#### GIVEN DATA
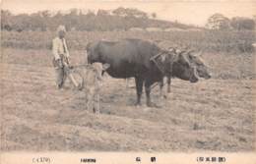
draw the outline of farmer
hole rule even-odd
[[[56,84],[60,89],[62,88],[66,78],[68,77],[72,83],[79,88],[78,82],[73,76],[69,74],[70,70],[70,57],[65,40],[66,28],[64,26],[59,26],[57,28],[58,36],[52,40],[52,53],[54,55],[53,67],[56,71]]]

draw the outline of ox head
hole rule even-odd
[[[193,51],[188,51],[186,54],[188,56],[190,64],[196,67],[198,76],[200,78],[209,80],[211,78],[211,75],[209,73],[209,68],[206,66],[203,59],[200,57],[200,55],[193,55],[192,52]]]
[[[185,51],[177,51],[174,48],[170,48],[164,51],[164,54],[162,58],[165,61],[165,73],[191,82],[198,82],[197,70],[195,66],[190,64]]]

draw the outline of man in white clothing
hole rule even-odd
[[[66,78],[73,82],[76,87],[79,87],[79,84],[76,82],[75,79],[71,74],[70,70],[70,59],[67,43],[65,40],[66,28],[64,26],[59,26],[57,28],[58,36],[52,40],[52,53],[54,56],[53,66],[56,71],[56,84],[60,89],[62,88]]]

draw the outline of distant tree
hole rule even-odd
[[[147,13],[137,10],[137,9],[132,9],[132,8],[119,7],[117,9],[115,9],[112,13],[117,16],[122,16],[122,17],[136,17],[136,18],[148,19]]]
[[[210,29],[229,29],[230,21],[224,15],[217,13],[208,19],[206,27]]]
[[[8,10],[1,10],[1,29],[12,30],[12,14]]]
[[[233,29],[242,30],[242,29],[254,29],[255,28],[255,22],[253,19],[250,18],[243,18],[243,17],[234,17],[230,21],[230,26]]]
[[[157,14],[156,13],[152,13],[152,18],[156,19],[157,18]]]

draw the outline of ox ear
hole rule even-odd
[[[162,53],[161,55],[160,55],[160,62],[165,62],[165,60],[166,60],[166,53]]]

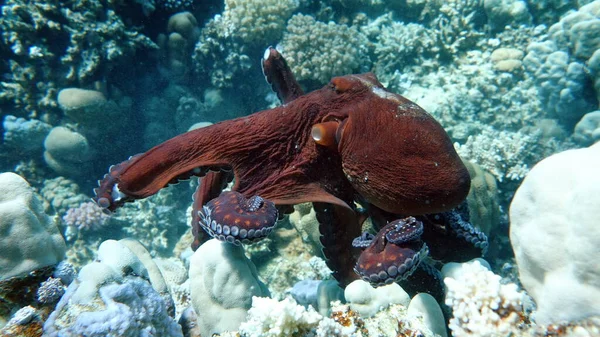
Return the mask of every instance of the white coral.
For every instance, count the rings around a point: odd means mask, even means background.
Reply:
[[[246,337],[304,336],[314,331],[322,319],[312,307],[306,309],[289,298],[277,301],[254,296],[240,333]],[[332,327],[323,325],[321,329],[331,331]]]
[[[464,264],[456,279],[444,279],[446,304],[454,315],[449,327],[455,337],[505,335],[515,329],[525,295],[516,284],[500,280],[479,261]]]

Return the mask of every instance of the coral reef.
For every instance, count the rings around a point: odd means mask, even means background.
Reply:
[[[241,324],[239,333],[248,337],[434,336],[421,318],[408,318],[402,305],[391,305],[373,317],[362,318],[347,305],[334,302],[331,315],[324,317],[289,298],[277,301],[260,297],[252,298],[248,320]]]
[[[76,182],[64,177],[44,180],[40,190],[44,209],[50,214],[65,214],[71,208],[87,202],[89,197],[82,194]]]
[[[600,140],[600,110],[588,112],[575,125],[574,140],[588,146]]]
[[[225,34],[264,48],[277,42],[297,7],[297,0],[225,0]]]
[[[58,302],[65,294],[65,285],[60,278],[50,277],[42,282],[37,291],[37,300],[42,304],[52,304]]]
[[[104,229],[110,220],[110,215],[103,212],[94,202],[86,202],[77,208],[70,208],[62,217],[67,227],[67,232],[76,233],[77,231],[99,231]],[[74,237],[67,235],[67,240]]]
[[[40,151],[52,126],[37,119],[26,120],[12,115],[4,116],[3,141],[6,145],[23,152]]]
[[[496,179],[479,165],[464,161],[471,176],[471,190],[467,196],[469,222],[489,235],[500,223],[500,205]]]
[[[410,297],[397,283],[373,288],[368,282],[356,280],[346,286],[344,297],[350,309],[362,317],[371,317],[391,304],[408,306]]]
[[[0,174],[0,280],[60,262],[65,241],[20,176]]]
[[[190,260],[190,294],[202,335],[237,330],[253,296],[268,296],[244,248],[211,239]]]
[[[538,163],[510,206],[510,241],[538,324],[600,314],[600,143]]]
[[[124,244],[104,242],[45,322],[45,336],[183,336],[148,277]]]
[[[2,6],[2,44],[10,73],[0,100],[17,116],[56,111],[57,88],[90,85],[104,69],[127,66],[156,45],[116,13],[119,2],[10,0]]]
[[[281,51],[296,79],[327,83],[333,76],[370,66],[367,38],[357,27],[324,23],[296,14],[288,21]]]

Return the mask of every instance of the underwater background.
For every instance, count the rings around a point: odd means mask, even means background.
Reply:
[[[600,1],[0,6],[0,336],[600,336]],[[311,204],[194,253],[196,178],[91,201],[111,165],[280,105],[268,46],[305,92],[373,72],[444,127],[489,246],[437,264],[441,300],[340,288]]]

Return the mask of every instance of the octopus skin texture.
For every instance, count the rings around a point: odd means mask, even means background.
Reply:
[[[420,254],[409,269],[416,268],[427,255],[419,242],[431,234],[429,226],[403,237],[402,226],[390,230],[387,223],[450,211],[470,187],[468,171],[441,125],[387,91],[372,73],[335,77],[304,93],[275,49],[265,51],[262,66],[281,106],[189,131],[112,166],[95,189],[98,205],[114,211],[198,176],[193,248],[204,240],[204,231],[234,244],[254,242],[293,205],[312,202],[323,254],[342,286],[359,278],[354,267],[365,247],[352,242],[369,216],[388,234],[384,241],[390,248],[367,248],[374,252],[360,259],[371,266],[365,272],[378,274],[378,259],[402,267]],[[232,179],[232,191],[221,194]]]

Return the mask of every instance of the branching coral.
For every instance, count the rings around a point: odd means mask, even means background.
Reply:
[[[298,80],[319,84],[365,71],[370,64],[367,38],[357,27],[324,23],[309,15],[296,14],[288,21],[281,48]]]
[[[298,8],[298,0],[225,0],[223,20],[231,36],[244,43],[275,43],[285,22]]]
[[[450,330],[456,337],[510,335],[523,322],[524,293],[517,285],[501,284],[479,261],[464,264],[456,278],[444,279],[446,304],[453,310]]]
[[[0,100],[37,117],[57,108],[58,87],[90,84],[139,50],[155,48],[138,28],[121,20],[117,5],[6,1],[0,16],[1,42],[12,54],[7,55],[10,73],[1,83]]]
[[[71,208],[63,216],[67,226],[77,227],[80,231],[98,231],[108,225],[110,216],[94,202],[86,202],[77,208]]]

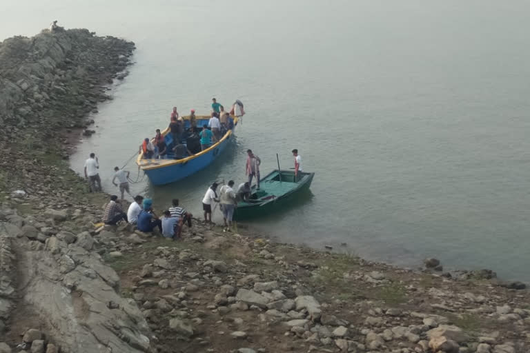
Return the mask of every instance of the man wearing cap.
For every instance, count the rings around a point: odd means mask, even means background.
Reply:
[[[219,113],[220,108],[221,107],[222,107],[222,105],[220,103],[217,103],[217,101],[215,98],[212,98],[212,102],[213,102],[212,103],[212,110],[216,113]]]
[[[138,230],[145,233],[153,232],[155,227],[158,227],[160,232],[162,232],[162,221],[158,218],[158,216],[153,212],[153,200],[150,199],[144,199],[144,210],[140,211],[138,214],[136,226]]]
[[[190,112],[190,126],[197,128],[197,118],[195,117],[195,110],[192,109]]]

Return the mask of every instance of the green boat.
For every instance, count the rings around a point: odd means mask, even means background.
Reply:
[[[288,203],[304,191],[307,191],[315,173],[299,172],[295,180],[291,170],[275,170],[259,180],[259,190],[252,187],[248,201],[239,201],[234,212],[234,219],[242,221],[258,217],[277,210]]]

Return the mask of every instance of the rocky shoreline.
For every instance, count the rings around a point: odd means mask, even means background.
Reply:
[[[106,196],[65,159],[133,50],[87,30],[0,45],[0,353],[529,351],[530,295],[491,271],[413,272],[197,219],[179,241],[97,229]]]

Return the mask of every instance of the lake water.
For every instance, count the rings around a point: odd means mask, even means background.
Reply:
[[[219,163],[135,193],[195,215],[209,183],[244,179],[245,150],[264,173],[297,148],[313,195],[250,227],[317,248],[416,267],[493,269],[530,281],[530,3],[380,0],[4,0],[2,37],[53,19],[137,46],[130,74],[94,116],[90,152],[106,190],[112,168],[187,113],[245,103]],[[28,9],[32,10],[29,11]],[[128,167],[135,176],[133,164]],[[217,215],[219,217],[219,214]]]

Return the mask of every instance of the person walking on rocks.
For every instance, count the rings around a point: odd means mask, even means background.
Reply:
[[[302,172],[302,157],[298,154],[298,150],[295,148],[291,151],[295,157],[295,181],[298,180],[298,172]]]
[[[257,190],[259,190],[259,165],[262,163],[262,160],[252,152],[252,150],[247,150],[246,154],[248,156],[246,174],[248,176],[248,183],[252,185],[252,178],[255,176]]]
[[[202,210],[204,211],[204,223],[212,223],[212,203],[219,202],[217,194],[215,190],[217,188],[217,183],[214,183],[212,186],[208,188],[204,197],[202,199]]]
[[[85,178],[90,183],[90,192],[101,191],[101,179],[99,178],[98,169],[99,161],[95,153],[90,153],[90,158],[85,161]]]
[[[219,203],[222,206],[223,221],[224,221],[225,228],[223,231],[229,232],[232,227],[232,217],[234,216],[234,210],[237,205],[237,201],[234,192],[234,181],[228,181],[228,185],[224,185],[221,187],[219,193]]]
[[[179,199],[173,199],[173,207],[169,208],[169,212],[171,214],[172,217],[180,217],[182,219],[182,223],[185,222],[188,223],[188,228],[191,228],[191,218],[193,216],[192,214],[184,210],[183,208],[179,206]],[[182,228],[179,230],[179,236],[180,236],[182,232]]]
[[[119,192],[121,193],[121,199],[124,199],[124,195],[126,191],[129,194],[129,196],[132,197],[132,195],[130,194],[130,192],[129,191],[129,182],[127,181],[127,178],[129,177],[130,172],[126,172],[123,169],[120,170],[118,167],[114,167],[114,171],[115,173],[114,178],[112,178],[112,185],[114,185],[114,186],[118,186],[118,184],[115,182],[116,178],[118,178],[118,181],[119,181]],[[127,175],[126,175],[126,174]]]
[[[112,195],[110,196],[110,201],[107,203],[107,206],[105,208],[105,213],[103,216],[103,222],[105,224],[114,225],[121,219],[127,222],[127,215],[124,213],[121,205],[119,204],[117,200],[117,196]]]

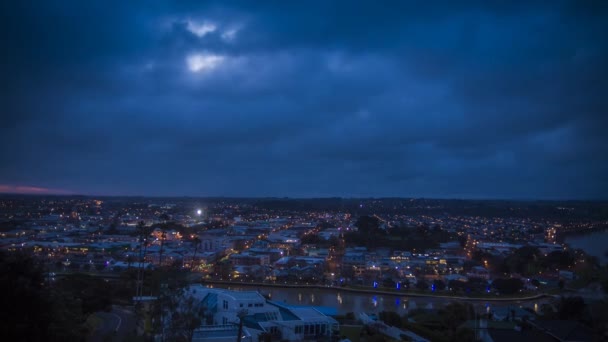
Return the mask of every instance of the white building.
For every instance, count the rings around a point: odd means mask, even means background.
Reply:
[[[252,341],[257,341],[262,333],[269,333],[284,341],[302,341],[327,338],[338,331],[335,319],[313,307],[291,307],[268,301],[255,291],[231,291],[192,285],[189,293],[200,300],[204,315],[198,335],[204,335],[204,331],[237,326],[239,313],[245,314],[244,334],[251,336]]]

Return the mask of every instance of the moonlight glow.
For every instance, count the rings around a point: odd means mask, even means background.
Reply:
[[[188,69],[191,72],[202,72],[215,69],[224,61],[224,57],[218,55],[194,54],[186,58]]]

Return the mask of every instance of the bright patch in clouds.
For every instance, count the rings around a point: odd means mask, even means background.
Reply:
[[[199,38],[205,36],[207,33],[214,32],[217,29],[213,23],[203,22],[201,24],[192,20],[188,20],[188,26],[186,28]]]
[[[191,72],[204,72],[217,68],[224,61],[223,56],[212,54],[193,54],[186,58],[186,64]]]
[[[237,29],[226,30],[222,33],[222,39],[227,42],[230,42],[230,41],[234,40],[234,38],[236,37],[236,32],[237,32]]]

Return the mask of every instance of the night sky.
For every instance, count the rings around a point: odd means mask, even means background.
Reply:
[[[608,1],[377,3],[3,1],[0,192],[607,197]]]

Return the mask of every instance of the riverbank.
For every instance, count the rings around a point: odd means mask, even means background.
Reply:
[[[238,286],[238,287],[272,287],[272,288],[287,288],[287,289],[319,289],[319,290],[334,290],[336,292],[351,292],[359,294],[375,294],[375,295],[388,295],[388,296],[403,296],[403,297],[415,297],[415,298],[432,298],[432,299],[448,299],[448,300],[461,300],[471,302],[526,302],[534,301],[547,297],[553,297],[554,295],[548,293],[539,293],[532,296],[513,296],[513,297],[493,297],[493,296],[451,296],[443,294],[431,294],[431,293],[420,293],[410,291],[390,291],[390,290],[378,290],[378,289],[362,289],[350,286],[338,287],[338,286],[323,286],[323,285],[310,285],[310,284],[276,284],[276,283],[259,283],[259,282],[233,282],[233,281],[222,281],[222,280],[204,280],[201,282],[202,285],[225,285],[225,286]]]

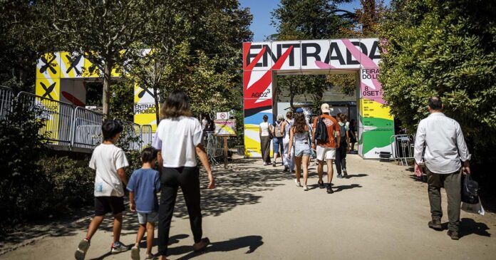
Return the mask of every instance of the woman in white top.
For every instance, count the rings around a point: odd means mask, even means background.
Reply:
[[[202,125],[191,116],[190,102],[183,91],[169,95],[160,109],[162,120],[157,128],[153,146],[159,150],[161,194],[158,209],[158,255],[166,259],[170,222],[180,187],[185,197],[193,233],[195,251],[205,249],[207,238],[202,239],[202,212],[200,207],[200,170],[196,155],[205,167],[208,189],[215,187],[208,157],[202,145]]]
[[[262,145],[262,160],[264,165],[270,164],[270,137],[272,132],[272,125],[267,122],[269,117],[264,115],[264,122],[260,123],[260,145]]]
[[[282,143],[284,146],[284,172],[293,171],[294,168],[294,163],[293,162],[293,157],[288,156],[288,151],[289,150],[289,130],[291,127],[293,126],[293,123],[294,120],[293,119],[293,113],[288,111],[286,113],[286,120],[282,123],[281,126],[284,130],[284,138],[282,140]]]

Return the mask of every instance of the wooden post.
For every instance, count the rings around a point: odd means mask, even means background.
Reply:
[[[227,169],[227,155],[228,155],[228,147],[227,147],[227,137],[224,136],[224,169]]]

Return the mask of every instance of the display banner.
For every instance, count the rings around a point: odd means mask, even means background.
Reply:
[[[377,38],[244,43],[245,156],[261,156],[258,126],[264,115],[274,120],[274,75],[322,74],[322,71],[358,73],[359,154],[374,159],[381,151],[391,152],[393,118],[378,81],[380,61]]]

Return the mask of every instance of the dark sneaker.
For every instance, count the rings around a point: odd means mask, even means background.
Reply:
[[[460,236],[458,235],[458,231],[454,231],[454,230],[448,230],[448,235],[451,237],[452,239],[453,240],[458,240],[460,239]]]
[[[429,227],[437,231],[443,230],[441,221],[440,219],[433,219],[429,222]]]
[[[332,188],[331,187],[331,184],[330,184],[330,183],[327,185],[327,193],[328,193],[328,194],[334,193],[334,191],[332,190]]]
[[[86,255],[86,251],[89,248],[90,241],[86,239],[81,240],[81,242],[79,242],[79,245],[78,245],[76,253],[74,253],[74,257],[76,260],[83,260],[84,256]]]
[[[128,246],[126,246],[124,244],[120,243],[120,241],[117,241],[115,243],[112,244],[112,249],[110,250],[110,253],[112,254],[119,254],[121,252],[124,252],[128,251],[129,249]]]
[[[200,242],[193,244],[193,251],[195,252],[202,251],[207,248],[209,244],[210,244],[210,240],[207,237],[202,239]]]

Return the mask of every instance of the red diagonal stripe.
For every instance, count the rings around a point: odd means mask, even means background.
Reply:
[[[244,109],[257,108],[259,107],[264,107],[267,105],[272,105],[272,99],[269,98],[259,103],[257,102],[257,99],[245,99],[244,100]]]

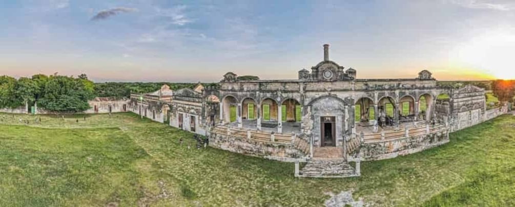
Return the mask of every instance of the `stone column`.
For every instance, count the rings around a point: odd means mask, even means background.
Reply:
[[[256,105],[256,110],[258,111],[257,114],[257,119],[256,119],[256,127],[258,127],[258,130],[261,130],[261,106]]]
[[[354,119],[355,119],[356,117],[356,105],[353,105],[352,107],[352,111],[354,111],[354,114],[353,115],[354,116],[349,116],[349,120],[351,120],[350,124],[352,124],[352,127],[351,127],[352,131],[351,131],[351,133],[356,134],[356,120],[354,120]],[[369,114],[370,114],[370,111],[368,111],[368,112]],[[370,117],[370,115],[367,115],[367,118],[368,118],[369,117]]]
[[[395,113],[395,114],[393,115],[393,121],[397,125],[399,125],[399,109],[400,108],[400,103],[397,102],[393,106],[395,107],[395,108],[393,109],[393,112]]]
[[[219,109],[220,111],[219,111],[219,113],[220,113],[220,117],[218,117],[218,119],[220,119],[220,124],[224,124],[224,104],[223,104],[223,102],[221,102],[221,101],[220,101],[220,103],[218,104],[218,106],[220,106],[220,107],[219,107],[220,108],[220,109]]]
[[[299,177],[299,172],[300,171],[299,170],[299,160],[295,160],[295,173],[294,173],[295,174],[294,175],[295,175],[295,177]]]
[[[417,121],[417,120],[418,120],[418,110],[419,110],[418,101],[415,102],[415,121]]]
[[[283,107],[277,105],[277,133],[283,133]]]
[[[238,122],[238,128],[243,128],[242,123],[242,104],[238,103],[236,107],[236,121]]]
[[[377,109],[377,104],[374,104],[374,119],[377,120],[379,117],[379,111]]]
[[[356,175],[359,176],[361,175],[361,158],[358,157],[356,159]]]

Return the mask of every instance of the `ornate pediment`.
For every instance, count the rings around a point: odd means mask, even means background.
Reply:
[[[237,80],[238,76],[232,72],[229,72],[226,74],[224,75],[224,80],[221,81],[222,82],[233,82]]]
[[[419,72],[418,79],[420,80],[435,80],[435,79],[431,77],[433,75],[431,72],[427,71],[427,70],[424,70],[420,72]]]

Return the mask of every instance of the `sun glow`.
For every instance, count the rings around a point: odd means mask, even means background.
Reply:
[[[515,79],[515,35],[491,33],[473,39],[451,52],[452,59],[500,79]]]

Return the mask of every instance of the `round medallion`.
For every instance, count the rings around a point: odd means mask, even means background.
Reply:
[[[323,71],[323,77],[329,79],[333,77],[333,71],[330,70],[325,70]]]

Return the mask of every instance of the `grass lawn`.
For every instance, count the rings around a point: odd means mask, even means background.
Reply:
[[[515,205],[513,116],[438,147],[364,162],[360,177],[323,179],[294,178],[293,163],[188,149],[192,134],[131,114],[42,116],[29,126],[18,119],[34,117],[5,115],[2,206],[321,206],[327,192],[351,190],[372,205]]]

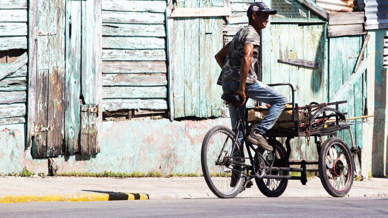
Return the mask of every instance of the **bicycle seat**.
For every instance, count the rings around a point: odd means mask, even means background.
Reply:
[[[240,103],[240,97],[237,95],[222,94],[222,95],[221,96],[221,98],[228,103],[236,104]]]

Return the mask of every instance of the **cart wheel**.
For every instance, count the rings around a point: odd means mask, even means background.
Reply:
[[[287,152],[283,145],[276,139],[268,139],[268,143],[276,149],[276,155],[272,154],[273,151],[265,151],[263,155],[265,156],[266,160],[269,162],[272,162],[272,158],[275,156],[275,160],[273,162],[274,167],[289,167],[288,164],[288,159],[287,158]],[[255,158],[257,158],[257,154],[255,154]],[[272,171],[272,175],[280,176],[288,176],[289,173],[284,171]],[[255,177],[256,185],[261,193],[267,197],[279,197],[283,194],[285,190],[288,183],[286,179],[259,179]]]
[[[321,147],[319,178],[326,191],[334,197],[344,197],[353,183],[353,159],[348,145],[337,137],[329,138]]]
[[[234,133],[228,128],[217,126],[208,132],[202,143],[201,162],[208,186],[216,196],[232,198],[241,190],[245,181],[244,153]]]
########
### PROBLEM DESCRIPTION
How many lines in the rows above contain the string "outline"? Case counts. Reply with the number alone.

### WORKED SOLUTION
5